§ Record set:
________________________
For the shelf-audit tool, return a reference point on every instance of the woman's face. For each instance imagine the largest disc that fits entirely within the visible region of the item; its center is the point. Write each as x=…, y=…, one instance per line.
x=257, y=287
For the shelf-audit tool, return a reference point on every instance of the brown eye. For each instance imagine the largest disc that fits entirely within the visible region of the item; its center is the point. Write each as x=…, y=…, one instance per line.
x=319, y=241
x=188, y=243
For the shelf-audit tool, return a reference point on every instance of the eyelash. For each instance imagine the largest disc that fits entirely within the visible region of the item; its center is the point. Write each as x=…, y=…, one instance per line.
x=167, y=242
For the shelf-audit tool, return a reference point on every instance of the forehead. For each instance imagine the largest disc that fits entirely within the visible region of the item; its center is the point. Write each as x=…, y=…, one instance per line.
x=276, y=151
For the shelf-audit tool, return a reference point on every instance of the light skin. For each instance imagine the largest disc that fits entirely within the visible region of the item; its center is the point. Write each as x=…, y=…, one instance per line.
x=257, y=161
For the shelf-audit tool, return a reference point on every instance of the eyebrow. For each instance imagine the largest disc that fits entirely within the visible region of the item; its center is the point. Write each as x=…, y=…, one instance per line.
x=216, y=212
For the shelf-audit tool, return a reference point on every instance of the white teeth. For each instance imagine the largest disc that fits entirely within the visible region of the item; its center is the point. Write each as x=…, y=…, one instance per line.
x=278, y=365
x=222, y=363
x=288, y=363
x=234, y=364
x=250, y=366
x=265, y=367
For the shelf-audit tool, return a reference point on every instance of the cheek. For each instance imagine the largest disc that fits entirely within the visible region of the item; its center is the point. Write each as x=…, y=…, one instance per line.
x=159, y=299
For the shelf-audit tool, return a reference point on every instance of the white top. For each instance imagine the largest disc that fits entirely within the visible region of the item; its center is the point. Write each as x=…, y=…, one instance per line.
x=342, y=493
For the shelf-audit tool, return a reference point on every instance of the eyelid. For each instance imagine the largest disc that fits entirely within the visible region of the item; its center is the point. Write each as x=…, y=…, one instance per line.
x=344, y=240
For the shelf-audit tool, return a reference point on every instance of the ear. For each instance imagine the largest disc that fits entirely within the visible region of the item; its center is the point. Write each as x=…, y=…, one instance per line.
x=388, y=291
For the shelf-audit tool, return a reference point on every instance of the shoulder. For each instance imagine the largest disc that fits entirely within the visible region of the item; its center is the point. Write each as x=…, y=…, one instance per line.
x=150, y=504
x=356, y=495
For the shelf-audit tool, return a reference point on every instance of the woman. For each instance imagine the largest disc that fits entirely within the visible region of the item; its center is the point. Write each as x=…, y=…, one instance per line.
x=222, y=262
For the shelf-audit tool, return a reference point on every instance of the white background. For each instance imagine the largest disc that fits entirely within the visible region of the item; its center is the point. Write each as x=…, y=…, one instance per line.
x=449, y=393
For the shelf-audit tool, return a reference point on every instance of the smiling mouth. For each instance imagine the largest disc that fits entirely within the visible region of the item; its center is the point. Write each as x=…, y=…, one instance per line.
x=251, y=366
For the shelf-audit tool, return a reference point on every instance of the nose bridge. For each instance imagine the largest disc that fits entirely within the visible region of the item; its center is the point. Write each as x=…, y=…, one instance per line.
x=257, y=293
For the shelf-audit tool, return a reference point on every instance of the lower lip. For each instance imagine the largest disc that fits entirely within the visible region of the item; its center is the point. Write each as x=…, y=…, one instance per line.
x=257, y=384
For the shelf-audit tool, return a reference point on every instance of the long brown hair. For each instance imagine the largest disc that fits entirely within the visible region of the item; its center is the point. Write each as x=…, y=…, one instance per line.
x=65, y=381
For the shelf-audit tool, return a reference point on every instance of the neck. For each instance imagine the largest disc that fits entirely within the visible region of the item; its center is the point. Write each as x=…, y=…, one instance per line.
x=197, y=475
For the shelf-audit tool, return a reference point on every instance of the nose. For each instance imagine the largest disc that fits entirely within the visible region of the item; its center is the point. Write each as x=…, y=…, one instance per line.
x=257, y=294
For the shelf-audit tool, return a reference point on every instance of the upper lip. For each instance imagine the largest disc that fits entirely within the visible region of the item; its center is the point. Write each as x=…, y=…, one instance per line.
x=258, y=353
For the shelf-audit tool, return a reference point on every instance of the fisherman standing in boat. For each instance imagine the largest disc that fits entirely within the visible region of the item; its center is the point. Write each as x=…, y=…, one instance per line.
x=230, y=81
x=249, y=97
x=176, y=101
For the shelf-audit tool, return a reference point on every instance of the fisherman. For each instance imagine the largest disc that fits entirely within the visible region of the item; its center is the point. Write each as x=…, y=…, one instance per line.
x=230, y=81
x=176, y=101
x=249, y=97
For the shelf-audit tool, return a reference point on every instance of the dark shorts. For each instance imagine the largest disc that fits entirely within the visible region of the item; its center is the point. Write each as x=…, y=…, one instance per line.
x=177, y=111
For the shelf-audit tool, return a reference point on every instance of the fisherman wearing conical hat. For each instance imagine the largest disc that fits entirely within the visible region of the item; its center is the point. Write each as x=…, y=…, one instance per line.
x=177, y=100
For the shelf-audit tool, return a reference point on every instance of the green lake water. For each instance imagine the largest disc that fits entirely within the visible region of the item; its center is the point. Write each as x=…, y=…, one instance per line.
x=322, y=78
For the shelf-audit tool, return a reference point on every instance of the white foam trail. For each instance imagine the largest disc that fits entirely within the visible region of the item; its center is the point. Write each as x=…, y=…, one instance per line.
________________________
§ Goal: Retype all of the data above verbatim, line for line, keeping every coordinate and every character of wording unchanged.

§ Exercise answer:
For the shelf-audit tool, return a reference point on every instance of the woman's face. For each instance imagine the largest disc that fits entirely within the visible region of the item; its center is the point. Write each as x=…, y=…, one instance per line.
x=257, y=287
For the shelf-audit tool, return a reference point on every instance of the brown eye. For each instance imagine the largest disc that fits entirely within the visible region of the item; its center is the point. Write each as x=…, y=…, one instance per line.
x=319, y=241
x=188, y=243
For the shelf-audit tool, return a reference point on every instance of the eyelash. For each instance imagine the largest disc that fits entirely within the visible region of the item; its center is the point. Write each as x=…, y=…, one instance per line.
x=167, y=242
For the shelf-audit tool, return a reference point on every instance of the forehead. For each instance imagine the largest disc that fits entirely within the visible region of the item; its center is the point. Write each as x=…, y=…, one instance per line.
x=276, y=151
For the shelf-audit tool, return a reference point on every instance of the light skin. For each instance imagine the largest disc that fits entirely within the visible region of the item; its center is the point. Write each as x=…, y=…, one instance per line.
x=257, y=161
For the shelf-audit tool, return a reference point on every instance of the eyebrow. For each instance imagine the largest disc that fits entirely within the visible region of the item; its center is the point. Write each as x=…, y=…, one instance per line.
x=216, y=212
For the shelf-audit tool, return a reference point on every instance of the white teeth. For each instance imagine the largest disc that fits entirely within the visible region of the item; its center is the point. Write each as x=…, y=…, one instance per line.
x=278, y=365
x=222, y=363
x=288, y=363
x=234, y=364
x=250, y=366
x=265, y=367
For the shelf-audit tool, return a reference point on every instance of the cheek. For each instance imagine the largest disc that fits entirely within the visible region of the item; its center is the point. Write each as x=…, y=…, one instance per line.
x=159, y=299
For the shelf-audit tool, return a reference point on every instance of the white top. For each instance imagine the largest disc that fits entirely within the visible region of the item; its center is the point. Write each as x=…, y=…, one instance per line.
x=342, y=493
For the shelf-audit tool, return a reference point on every instance of the eyelid. For each instance imagine the largest disc that fits entirely within the visible region of the item; its center is the point. Write each as x=…, y=…, one instance per line.
x=344, y=240
For the shelf-audit tool, return a reference point on every instance of the ear. For each instance imagine the largest disc that fits entirely within the visible region of the item; its center is the point. Write each as x=…, y=…, one instance per line.
x=388, y=291
For the shelf-audit tool, return a reference point on every instance of the shoulder. For each instance imagine the largest disc that fits entirely within the visible region of the item; its center is the point. Write each as x=…, y=…, one instance per line.
x=150, y=504
x=356, y=495
For the shelf-audit tool, return a reference point on every instance of the woman. For each instance imagine the largest disc that fits entirely within the visible region of the item; its center is the point. Write each as x=…, y=…, one instance per line.
x=222, y=262
For the shelf-audit tool, return a reference point on every instance of the white background. For each instance imagine the largest disc that fits entirely within the visible region of the item; its center is the point. Write each as x=…, y=…, one instance per line.
x=449, y=393
For the shelf-audit tool, return a reference point on every instance of the smiling mouth. For each instance imagine the largest disc that fits entirely within the visible region of the item; its center is the point. Write each as x=…, y=…, one instance per line.
x=251, y=366
For the shelf-audit tool, return a reference point on every instance of the nose bridge. For each instance imagine the largest disc that fits entirely within the visible region of the item; its center is the point. Write each as x=…, y=…, one instance per line.
x=257, y=293
For the shelf-audit tool, return a reference point on every instance of the lower lip. For each instance imagine the largest disc that fits entirely within the visible region of the item; its center is the point. Write each as x=…, y=…, one instance per line.
x=257, y=384
For the shelf-audit tool, return a reference point on every instance of the long brown hair. For each instance imagine the largest disc that fits entirely within the visible region of the item; its center is the point. Write each as x=…, y=…, one instance per line.
x=65, y=381
For the shelf-audit tool, return a reference point on every instance of the neck. For each instance imagine the largest disc that fits entirely within the visible region of the item; its center is the point. Write each as x=…, y=…, one instance per line.
x=197, y=475
For the shelf-audit tool, return a reference point on every instance of the nose. For each instance imagine the largest disc that fits entirely within the visible region of the item; its center is the point. Write each as x=…, y=…, one instance per line.
x=257, y=294
For the shelf-audit tool, return a reference point on every instance of the upper lip. For each instance imagine the largest disc that fits entirely within the visible region of the item; its center is the point. Write each as x=…, y=…, one instance per line.
x=258, y=353
For the shelf-audit tool, return a reference point on every instance of the fisherman standing in boat. For each instance imagine the largest disc that fits entirely within the visible region of the item; its center is the point. Write each as x=…, y=…, one instance per line.
x=230, y=81
x=249, y=97
x=176, y=101
For the shelf-audit tool, return a reference point on every instance of the fisherman. For each instance imagine the largest disc that fits entirely within the visible region of the item; its center is the point. Write each as x=…, y=…, one instance per line.
x=230, y=81
x=176, y=101
x=249, y=97
For the shelf-audit tool, return a reference point on every instance of the dark shorts. For each instance imagine the largest disc that fits entirely within the visible region of the item; its center is the point. Write each as x=…, y=…, one instance per line.
x=177, y=111
For the shelf-audit tool, return a reference point on every instance of the fisherman wearing conical hat. For each instance imagine the largest disc that fits entirely within the visible region of the item; its center is the point. Write each as x=…, y=…, one instance per line.
x=177, y=100
For the shelf-audit tool, return a reference point on every instance of the green lake water. For each instance imagine the largest disc that fits entirely within the visible region of the item; its center is the point. Write each as x=…, y=…, one instance per line.
x=322, y=78
For the shelf-audit tool, return a reference point on every instance of the white foam trail. For each instance imagine the largest disc that fits entirely within the visible region of the item; its center is the point. Write each as x=…, y=…, one instance per line.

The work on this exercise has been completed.